• _TASK REQUIREMENTS_: Please rewrite the lines of the rows from the one containing "the car hood" through the one containing "Target: illuminated headlight", inclusive, with "car hood" changed to "vehicle bonnet" and nothing else altered.

(Source data)

[start]

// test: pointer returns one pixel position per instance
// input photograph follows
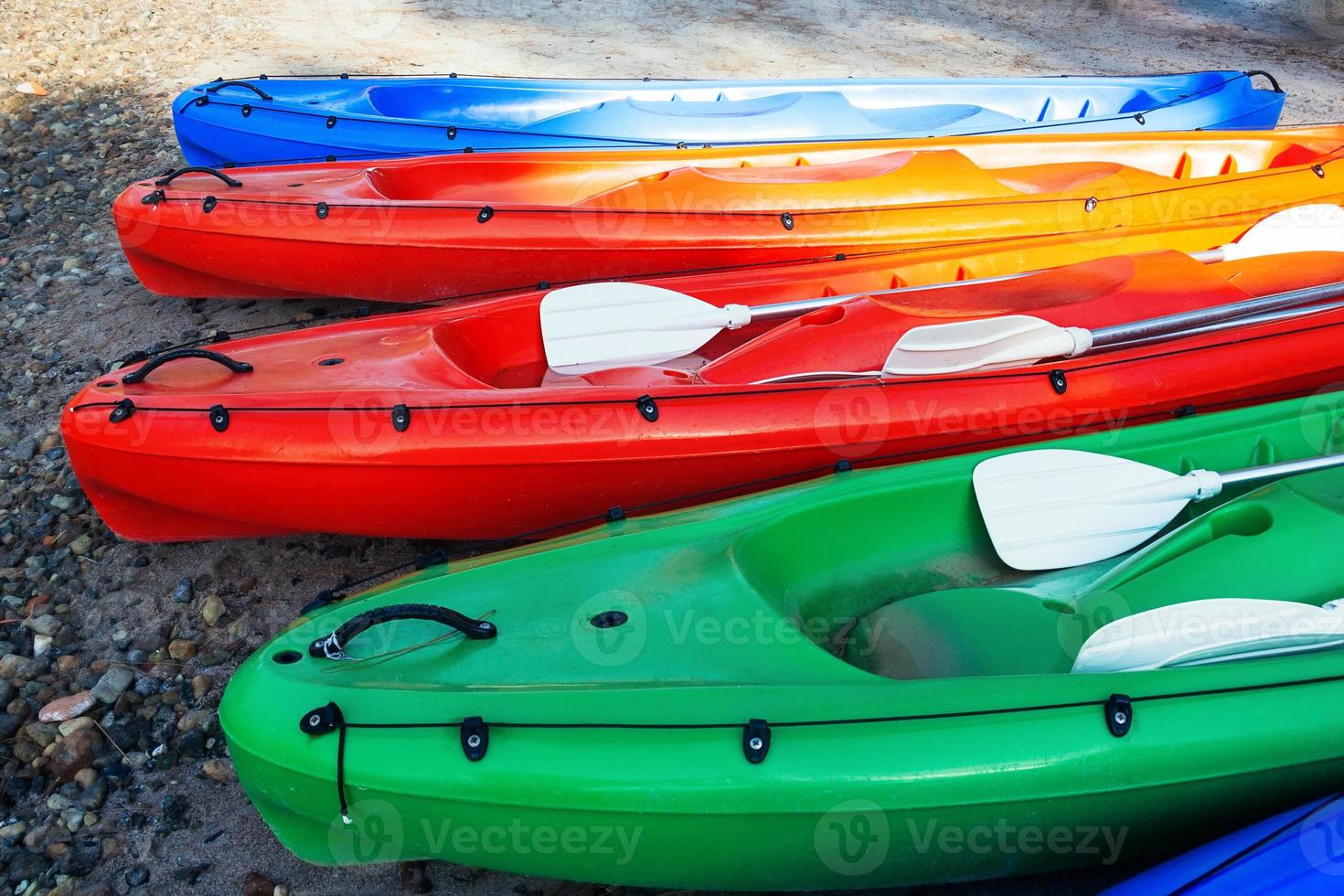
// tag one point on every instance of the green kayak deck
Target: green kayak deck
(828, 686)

[end]
[start]

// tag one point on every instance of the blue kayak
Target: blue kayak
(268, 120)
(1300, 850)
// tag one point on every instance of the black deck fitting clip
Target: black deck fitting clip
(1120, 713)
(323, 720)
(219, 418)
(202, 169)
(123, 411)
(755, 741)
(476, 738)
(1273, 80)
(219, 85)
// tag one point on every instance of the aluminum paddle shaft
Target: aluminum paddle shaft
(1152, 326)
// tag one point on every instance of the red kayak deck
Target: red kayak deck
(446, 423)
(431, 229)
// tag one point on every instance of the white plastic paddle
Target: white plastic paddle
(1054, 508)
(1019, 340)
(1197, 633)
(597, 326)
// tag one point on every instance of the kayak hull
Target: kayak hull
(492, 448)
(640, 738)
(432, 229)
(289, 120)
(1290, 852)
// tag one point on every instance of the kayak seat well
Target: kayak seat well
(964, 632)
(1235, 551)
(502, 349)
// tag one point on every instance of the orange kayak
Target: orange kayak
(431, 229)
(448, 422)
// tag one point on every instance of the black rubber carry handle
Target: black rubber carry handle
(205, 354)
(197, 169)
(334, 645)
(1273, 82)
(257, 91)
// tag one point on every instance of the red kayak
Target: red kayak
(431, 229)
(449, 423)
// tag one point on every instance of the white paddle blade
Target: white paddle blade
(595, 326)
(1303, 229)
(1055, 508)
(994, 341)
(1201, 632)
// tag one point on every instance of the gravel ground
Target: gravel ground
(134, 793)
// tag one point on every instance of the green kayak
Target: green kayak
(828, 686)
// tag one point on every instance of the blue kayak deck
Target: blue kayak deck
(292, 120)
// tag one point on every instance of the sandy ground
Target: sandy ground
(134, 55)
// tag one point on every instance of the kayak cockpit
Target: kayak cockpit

[end]
[start]

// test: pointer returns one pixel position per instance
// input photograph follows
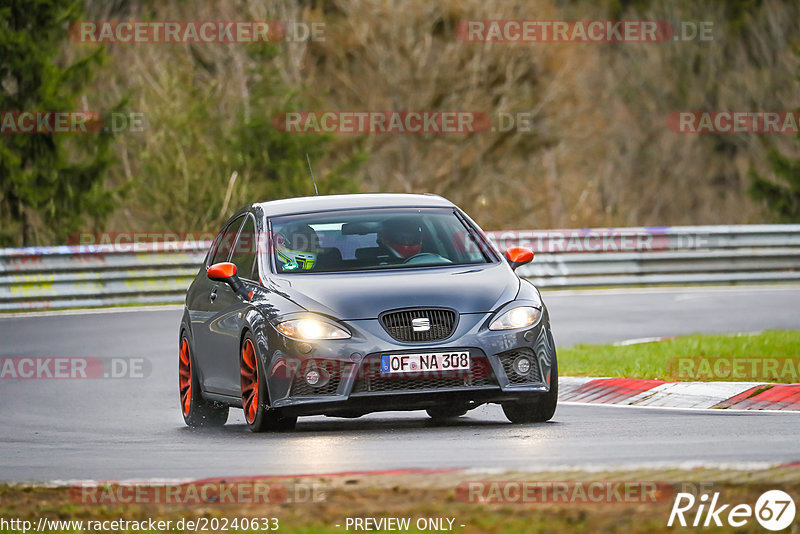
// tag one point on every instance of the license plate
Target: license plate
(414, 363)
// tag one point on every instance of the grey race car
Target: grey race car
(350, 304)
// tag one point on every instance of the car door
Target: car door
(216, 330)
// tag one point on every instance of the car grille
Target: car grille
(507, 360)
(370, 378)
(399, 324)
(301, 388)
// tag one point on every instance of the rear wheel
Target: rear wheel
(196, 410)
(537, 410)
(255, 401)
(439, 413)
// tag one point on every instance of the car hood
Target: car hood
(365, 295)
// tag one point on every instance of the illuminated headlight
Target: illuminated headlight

[end]

• _OUTPUT FOR THIS TASK_:
// tag one point on every instance of the vehicle bonnet
Target: vehicle bonnet
(365, 295)
// tag one point on every instance of the illuminated headlight
Target: illuminated headlight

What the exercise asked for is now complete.